▶ [SUPPLIED DATA]
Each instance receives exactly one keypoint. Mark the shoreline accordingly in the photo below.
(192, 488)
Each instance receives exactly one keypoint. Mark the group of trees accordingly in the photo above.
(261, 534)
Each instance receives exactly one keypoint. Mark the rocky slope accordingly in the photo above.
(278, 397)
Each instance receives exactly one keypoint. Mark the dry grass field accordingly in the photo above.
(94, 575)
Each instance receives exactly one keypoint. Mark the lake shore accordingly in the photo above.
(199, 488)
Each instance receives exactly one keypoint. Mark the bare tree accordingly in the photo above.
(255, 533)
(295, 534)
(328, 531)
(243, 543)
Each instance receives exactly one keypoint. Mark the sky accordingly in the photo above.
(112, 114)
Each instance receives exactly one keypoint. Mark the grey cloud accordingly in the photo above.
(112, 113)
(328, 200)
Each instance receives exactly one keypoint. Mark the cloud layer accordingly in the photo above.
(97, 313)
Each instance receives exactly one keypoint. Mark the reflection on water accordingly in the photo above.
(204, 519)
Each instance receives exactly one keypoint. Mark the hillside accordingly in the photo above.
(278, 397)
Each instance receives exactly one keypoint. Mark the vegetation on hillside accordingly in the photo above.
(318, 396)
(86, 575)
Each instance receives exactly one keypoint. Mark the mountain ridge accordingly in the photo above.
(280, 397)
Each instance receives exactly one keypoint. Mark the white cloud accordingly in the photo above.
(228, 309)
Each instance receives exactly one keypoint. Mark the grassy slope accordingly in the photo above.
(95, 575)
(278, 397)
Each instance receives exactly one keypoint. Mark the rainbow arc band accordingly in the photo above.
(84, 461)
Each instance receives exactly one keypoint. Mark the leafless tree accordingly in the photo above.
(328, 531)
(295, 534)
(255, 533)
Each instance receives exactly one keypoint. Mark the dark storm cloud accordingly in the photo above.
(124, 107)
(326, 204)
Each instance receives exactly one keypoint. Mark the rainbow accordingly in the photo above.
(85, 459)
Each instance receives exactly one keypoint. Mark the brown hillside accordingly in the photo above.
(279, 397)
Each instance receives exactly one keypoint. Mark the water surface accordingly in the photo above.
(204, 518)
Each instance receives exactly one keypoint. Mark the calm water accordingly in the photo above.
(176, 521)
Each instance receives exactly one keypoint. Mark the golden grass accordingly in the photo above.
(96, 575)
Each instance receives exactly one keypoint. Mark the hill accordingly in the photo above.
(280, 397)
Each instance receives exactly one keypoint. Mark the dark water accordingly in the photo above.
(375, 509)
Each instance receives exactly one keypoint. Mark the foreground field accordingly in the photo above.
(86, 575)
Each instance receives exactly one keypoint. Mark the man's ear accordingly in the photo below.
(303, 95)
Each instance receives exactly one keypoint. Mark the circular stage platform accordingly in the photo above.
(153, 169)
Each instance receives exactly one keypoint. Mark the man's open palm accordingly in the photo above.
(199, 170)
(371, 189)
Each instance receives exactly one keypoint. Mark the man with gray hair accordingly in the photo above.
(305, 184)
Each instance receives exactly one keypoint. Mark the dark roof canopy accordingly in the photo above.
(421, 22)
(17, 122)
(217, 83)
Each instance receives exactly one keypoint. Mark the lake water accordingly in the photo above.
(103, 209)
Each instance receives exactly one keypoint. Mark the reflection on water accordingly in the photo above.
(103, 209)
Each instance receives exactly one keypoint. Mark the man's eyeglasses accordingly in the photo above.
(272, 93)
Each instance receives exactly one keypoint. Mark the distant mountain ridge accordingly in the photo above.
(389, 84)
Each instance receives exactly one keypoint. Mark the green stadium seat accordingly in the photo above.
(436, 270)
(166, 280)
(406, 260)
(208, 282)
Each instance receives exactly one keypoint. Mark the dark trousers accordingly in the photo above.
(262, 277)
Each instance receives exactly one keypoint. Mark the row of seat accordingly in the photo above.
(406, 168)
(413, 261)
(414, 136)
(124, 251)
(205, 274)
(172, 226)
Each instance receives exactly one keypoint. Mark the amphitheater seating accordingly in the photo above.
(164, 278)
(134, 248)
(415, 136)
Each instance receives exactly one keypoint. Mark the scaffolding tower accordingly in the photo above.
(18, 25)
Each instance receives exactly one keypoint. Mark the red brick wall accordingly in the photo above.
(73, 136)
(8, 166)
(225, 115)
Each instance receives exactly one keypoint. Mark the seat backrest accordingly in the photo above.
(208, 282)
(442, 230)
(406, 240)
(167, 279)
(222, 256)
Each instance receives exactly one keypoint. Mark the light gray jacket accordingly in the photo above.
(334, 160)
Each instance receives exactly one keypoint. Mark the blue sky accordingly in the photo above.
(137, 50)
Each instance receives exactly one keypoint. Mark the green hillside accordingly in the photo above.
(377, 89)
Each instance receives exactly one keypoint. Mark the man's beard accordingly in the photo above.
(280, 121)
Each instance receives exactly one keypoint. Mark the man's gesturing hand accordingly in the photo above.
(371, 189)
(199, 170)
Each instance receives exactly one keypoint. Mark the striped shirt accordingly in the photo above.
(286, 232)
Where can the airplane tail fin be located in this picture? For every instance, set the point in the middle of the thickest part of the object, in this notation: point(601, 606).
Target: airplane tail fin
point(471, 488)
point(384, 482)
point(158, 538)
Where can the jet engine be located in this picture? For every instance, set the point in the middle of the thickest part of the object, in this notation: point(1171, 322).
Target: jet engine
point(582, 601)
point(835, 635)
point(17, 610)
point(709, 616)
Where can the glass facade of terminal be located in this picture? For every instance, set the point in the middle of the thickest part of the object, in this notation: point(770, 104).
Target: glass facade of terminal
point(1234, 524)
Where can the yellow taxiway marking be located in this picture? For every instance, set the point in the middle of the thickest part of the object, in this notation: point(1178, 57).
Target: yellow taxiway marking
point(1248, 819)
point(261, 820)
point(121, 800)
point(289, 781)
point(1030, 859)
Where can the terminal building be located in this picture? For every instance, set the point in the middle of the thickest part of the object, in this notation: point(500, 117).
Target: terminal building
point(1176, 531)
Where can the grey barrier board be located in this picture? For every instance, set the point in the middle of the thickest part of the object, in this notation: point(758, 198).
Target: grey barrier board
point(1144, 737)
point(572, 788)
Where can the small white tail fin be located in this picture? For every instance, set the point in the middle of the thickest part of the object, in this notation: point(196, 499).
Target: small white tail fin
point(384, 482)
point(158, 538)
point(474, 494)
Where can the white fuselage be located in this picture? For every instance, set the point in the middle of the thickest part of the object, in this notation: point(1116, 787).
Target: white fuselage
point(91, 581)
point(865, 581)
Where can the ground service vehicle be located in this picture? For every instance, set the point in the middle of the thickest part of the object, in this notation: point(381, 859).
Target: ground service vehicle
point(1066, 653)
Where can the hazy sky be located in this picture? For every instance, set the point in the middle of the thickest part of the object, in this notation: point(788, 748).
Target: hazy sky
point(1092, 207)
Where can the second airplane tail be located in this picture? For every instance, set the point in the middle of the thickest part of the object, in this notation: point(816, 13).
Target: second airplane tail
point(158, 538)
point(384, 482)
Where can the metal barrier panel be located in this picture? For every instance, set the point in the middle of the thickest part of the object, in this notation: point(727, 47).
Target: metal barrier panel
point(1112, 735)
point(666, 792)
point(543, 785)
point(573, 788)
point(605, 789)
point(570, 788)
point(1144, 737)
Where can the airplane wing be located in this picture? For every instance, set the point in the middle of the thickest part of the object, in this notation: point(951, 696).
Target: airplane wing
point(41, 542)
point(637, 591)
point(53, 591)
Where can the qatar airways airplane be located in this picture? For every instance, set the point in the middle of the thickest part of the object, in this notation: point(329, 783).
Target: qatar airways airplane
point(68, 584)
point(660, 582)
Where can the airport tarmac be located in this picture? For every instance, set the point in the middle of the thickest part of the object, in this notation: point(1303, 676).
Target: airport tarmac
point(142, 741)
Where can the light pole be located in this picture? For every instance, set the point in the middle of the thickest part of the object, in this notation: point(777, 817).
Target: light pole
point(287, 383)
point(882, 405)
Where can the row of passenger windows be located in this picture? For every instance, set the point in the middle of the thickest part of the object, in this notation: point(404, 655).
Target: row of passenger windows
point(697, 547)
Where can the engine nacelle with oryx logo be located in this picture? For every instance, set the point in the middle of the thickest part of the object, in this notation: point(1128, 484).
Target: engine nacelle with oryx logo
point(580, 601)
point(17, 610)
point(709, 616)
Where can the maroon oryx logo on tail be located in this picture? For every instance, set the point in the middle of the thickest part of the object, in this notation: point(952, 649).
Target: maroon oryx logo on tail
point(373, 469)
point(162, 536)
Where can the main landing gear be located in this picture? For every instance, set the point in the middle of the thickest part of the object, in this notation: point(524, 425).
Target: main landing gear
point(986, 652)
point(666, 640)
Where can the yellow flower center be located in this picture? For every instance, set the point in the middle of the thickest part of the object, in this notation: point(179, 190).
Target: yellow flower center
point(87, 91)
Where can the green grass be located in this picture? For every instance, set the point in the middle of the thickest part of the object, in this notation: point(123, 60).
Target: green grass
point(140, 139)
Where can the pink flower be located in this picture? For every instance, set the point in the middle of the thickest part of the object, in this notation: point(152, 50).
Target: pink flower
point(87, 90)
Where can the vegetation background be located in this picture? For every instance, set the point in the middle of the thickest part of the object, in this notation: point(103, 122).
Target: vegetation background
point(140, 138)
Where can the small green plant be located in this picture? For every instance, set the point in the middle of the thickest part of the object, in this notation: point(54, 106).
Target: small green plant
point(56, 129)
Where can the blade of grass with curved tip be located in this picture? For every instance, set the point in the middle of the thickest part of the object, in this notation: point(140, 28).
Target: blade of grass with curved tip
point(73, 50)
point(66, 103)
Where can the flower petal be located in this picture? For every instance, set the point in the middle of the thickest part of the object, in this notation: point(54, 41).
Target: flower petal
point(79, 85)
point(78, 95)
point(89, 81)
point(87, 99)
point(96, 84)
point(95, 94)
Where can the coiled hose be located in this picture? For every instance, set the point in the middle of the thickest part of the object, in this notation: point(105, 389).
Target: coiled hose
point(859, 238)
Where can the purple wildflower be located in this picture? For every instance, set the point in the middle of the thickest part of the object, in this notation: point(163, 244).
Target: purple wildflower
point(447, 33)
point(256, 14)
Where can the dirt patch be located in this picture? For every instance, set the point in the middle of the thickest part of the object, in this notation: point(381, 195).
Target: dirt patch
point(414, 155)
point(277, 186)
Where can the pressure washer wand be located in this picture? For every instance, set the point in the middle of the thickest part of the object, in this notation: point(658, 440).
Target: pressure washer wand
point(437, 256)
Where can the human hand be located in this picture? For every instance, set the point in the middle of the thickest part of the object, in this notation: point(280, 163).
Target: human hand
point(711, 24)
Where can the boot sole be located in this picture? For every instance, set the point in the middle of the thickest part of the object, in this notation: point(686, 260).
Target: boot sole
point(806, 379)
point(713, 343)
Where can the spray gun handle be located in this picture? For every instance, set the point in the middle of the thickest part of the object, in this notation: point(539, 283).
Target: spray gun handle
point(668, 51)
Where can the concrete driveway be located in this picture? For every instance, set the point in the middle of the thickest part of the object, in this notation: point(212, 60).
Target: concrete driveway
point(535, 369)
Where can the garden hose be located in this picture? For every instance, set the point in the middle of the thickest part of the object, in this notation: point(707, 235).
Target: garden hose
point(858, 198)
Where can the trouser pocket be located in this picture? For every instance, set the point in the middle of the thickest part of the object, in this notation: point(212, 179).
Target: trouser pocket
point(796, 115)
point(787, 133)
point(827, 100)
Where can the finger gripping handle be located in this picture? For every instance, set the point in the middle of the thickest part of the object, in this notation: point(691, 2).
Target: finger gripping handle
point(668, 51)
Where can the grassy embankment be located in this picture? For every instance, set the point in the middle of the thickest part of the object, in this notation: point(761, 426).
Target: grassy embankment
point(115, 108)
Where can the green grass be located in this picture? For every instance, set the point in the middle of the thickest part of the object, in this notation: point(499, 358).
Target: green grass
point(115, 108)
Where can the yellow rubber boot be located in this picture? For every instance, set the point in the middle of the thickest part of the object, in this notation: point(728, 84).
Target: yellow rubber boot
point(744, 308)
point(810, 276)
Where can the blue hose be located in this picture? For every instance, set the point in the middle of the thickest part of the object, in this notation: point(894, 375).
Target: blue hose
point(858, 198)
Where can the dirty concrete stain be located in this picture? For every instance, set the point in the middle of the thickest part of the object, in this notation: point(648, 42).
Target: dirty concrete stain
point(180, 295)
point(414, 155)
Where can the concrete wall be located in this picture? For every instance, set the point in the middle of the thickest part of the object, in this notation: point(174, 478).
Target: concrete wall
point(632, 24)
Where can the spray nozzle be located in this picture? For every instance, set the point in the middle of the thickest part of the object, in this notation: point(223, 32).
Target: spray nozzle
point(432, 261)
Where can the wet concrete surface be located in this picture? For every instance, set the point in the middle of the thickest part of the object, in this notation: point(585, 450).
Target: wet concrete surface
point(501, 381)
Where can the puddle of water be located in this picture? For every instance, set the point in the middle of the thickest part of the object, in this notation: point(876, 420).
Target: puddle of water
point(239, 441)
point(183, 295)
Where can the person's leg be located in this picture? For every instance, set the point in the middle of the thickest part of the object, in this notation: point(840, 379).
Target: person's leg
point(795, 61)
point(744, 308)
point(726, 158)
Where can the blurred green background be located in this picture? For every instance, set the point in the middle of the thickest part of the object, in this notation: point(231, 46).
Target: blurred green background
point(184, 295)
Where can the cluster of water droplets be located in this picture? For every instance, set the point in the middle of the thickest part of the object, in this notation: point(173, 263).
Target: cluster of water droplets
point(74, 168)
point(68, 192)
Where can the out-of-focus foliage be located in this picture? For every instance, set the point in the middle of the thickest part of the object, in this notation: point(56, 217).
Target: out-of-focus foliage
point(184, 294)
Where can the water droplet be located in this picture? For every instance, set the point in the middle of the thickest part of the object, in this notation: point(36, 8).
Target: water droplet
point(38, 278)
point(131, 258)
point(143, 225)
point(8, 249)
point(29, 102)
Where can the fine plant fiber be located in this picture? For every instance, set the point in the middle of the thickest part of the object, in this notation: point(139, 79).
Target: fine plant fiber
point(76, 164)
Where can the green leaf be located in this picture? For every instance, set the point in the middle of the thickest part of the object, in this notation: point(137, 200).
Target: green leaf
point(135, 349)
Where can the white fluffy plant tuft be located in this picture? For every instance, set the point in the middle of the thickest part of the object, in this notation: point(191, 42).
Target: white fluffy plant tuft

▶ [WHAT YOU HAVE TO DO] Only the lines from the one containing "Where can the white fluffy" through the end of the listing should be copied, and they should be copied exactly.

▶ [WRITTEN ANSWER]
Where can the white fluffy plant tuft be located in this picture? For every instance, set the point in the middle of the thickest part of the object, in this notation: point(191, 42).
Target: white fluffy plant tuft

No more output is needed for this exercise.